— Supplied text —
Dr. Karen Wright, Lecturer in Biomedical Sciences in the Faculty of Health and Medicine at Lancaster University who did not work on the study told Newsweek she was surprised to learn that cannabinoids are not unique to the cannabis plant and that the molecule had the same effect as THC, albeit with higher doses.

Commenting on the finding that the molecule reduced the production of an inflammatory mediator in the brain, she said: “The implications of this are unknown. It could mean it has anti-inflammatory potential in an inflammatory setting, but could also mean that some key homeostatic function in the brain (or body) is reduced too, with unknown consequences.”

She warned that any compounds that bind to CB1 receptor in the brain, as THC does, “will always come with some issues around the impact on mental health and brain development,” particularly in young people.

“Even though this compound, when smoked, is unlikely to produce the high associated with cannabis, methods to extract and concentrate it could reveal the same problems.”

— Exercise set —
a) In the passage on the cannabinoid molecule, which brain receptor does THC bind to?
b) Carry on the passage on the cannabinoid molecule, picking up right after its final sentence.
None of the rows are needed for this work.

— Region pointing data —
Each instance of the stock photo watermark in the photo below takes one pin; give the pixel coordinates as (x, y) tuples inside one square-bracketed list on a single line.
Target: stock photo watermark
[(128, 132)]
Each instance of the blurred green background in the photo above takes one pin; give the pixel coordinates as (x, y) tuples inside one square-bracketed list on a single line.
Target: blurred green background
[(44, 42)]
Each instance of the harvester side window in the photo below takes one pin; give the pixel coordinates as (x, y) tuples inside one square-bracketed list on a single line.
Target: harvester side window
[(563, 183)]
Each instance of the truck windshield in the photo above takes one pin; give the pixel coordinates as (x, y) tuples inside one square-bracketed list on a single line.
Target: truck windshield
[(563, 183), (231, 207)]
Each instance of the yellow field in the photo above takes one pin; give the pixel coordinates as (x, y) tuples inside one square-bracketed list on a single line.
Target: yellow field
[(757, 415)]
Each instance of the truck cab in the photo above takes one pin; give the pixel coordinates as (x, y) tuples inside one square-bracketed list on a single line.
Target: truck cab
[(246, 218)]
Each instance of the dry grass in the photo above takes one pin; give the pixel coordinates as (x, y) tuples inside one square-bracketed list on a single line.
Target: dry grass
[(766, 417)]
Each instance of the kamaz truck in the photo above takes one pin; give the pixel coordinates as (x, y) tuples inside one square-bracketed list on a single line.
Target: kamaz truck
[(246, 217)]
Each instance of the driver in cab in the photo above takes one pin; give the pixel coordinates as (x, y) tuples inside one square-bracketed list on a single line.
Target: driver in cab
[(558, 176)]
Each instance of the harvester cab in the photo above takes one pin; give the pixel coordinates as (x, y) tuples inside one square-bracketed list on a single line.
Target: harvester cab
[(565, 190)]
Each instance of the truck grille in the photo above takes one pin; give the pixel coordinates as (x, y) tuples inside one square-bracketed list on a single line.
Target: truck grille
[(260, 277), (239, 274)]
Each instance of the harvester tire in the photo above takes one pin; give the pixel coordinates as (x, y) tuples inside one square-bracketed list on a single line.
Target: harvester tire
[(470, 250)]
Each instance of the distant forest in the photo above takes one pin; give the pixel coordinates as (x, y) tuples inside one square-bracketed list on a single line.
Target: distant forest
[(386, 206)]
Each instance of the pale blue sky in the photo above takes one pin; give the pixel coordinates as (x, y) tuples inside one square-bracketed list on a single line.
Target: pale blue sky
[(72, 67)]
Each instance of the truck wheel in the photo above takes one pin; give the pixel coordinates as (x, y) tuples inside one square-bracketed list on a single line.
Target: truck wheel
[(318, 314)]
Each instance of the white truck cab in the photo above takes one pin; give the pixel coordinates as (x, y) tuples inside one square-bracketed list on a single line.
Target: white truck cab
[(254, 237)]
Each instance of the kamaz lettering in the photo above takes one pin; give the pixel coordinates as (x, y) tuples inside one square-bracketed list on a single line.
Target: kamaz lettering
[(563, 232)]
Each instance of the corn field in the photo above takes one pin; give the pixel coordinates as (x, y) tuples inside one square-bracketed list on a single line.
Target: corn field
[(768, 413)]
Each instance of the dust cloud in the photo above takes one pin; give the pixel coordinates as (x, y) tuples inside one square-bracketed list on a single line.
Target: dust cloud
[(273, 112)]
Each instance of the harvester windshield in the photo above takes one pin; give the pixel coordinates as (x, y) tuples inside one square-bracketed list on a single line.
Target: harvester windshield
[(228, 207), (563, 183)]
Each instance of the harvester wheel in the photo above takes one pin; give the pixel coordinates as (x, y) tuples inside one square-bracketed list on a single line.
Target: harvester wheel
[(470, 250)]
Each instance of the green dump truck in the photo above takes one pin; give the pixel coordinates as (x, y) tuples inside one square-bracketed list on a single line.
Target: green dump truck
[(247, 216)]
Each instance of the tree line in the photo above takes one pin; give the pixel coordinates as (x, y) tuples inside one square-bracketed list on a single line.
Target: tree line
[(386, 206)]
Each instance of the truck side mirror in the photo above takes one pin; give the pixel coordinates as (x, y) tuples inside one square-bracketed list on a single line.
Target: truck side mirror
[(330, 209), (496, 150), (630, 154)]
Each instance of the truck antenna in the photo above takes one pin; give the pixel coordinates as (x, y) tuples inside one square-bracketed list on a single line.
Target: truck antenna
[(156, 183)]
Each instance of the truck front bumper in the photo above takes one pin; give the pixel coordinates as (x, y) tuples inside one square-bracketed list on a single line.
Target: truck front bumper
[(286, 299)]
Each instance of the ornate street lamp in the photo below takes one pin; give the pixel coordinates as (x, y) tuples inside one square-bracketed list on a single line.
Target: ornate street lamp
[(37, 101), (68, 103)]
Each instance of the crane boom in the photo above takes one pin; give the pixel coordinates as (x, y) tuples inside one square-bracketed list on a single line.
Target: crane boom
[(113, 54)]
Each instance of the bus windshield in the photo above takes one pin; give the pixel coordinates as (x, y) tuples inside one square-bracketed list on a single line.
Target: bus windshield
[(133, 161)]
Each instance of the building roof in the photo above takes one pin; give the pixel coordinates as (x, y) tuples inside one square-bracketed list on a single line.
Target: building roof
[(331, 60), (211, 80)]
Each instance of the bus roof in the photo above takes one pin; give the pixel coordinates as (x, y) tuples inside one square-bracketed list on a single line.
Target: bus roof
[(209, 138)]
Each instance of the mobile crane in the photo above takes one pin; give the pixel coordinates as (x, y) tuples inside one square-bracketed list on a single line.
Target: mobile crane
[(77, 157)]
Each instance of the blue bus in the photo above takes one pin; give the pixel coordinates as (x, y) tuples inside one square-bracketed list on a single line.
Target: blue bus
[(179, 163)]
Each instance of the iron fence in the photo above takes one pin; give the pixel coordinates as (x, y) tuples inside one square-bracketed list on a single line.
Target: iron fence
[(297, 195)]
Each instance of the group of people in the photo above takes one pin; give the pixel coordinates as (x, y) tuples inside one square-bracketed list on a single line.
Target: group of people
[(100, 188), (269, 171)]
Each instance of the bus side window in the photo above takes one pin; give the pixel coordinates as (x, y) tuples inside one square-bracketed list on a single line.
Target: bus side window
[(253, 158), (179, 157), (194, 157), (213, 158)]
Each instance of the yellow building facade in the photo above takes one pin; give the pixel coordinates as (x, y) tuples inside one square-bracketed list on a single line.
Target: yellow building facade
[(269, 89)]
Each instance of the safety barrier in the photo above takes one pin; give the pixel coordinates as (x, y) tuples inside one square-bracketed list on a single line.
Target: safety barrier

— Task responses —
a) The CB1 receptor.

b)
“And we’re far from liverwort replacing medical marijuana, argued Wright. “Rather it should enter a phase of preclinical study in disease models,” she said.

The study is the latest to unpick the potential medical uses of cannabis. Last week, a study published in the journal JAMA Network Open found medical marijuana could be used to treat the symptoms of multiple sclerosis.

Scientists reached their conclusion following a meta-analysis of 17 existing clinical trials involving 3,161 patients the degenerative condition who took products containing a form of cannabinoid.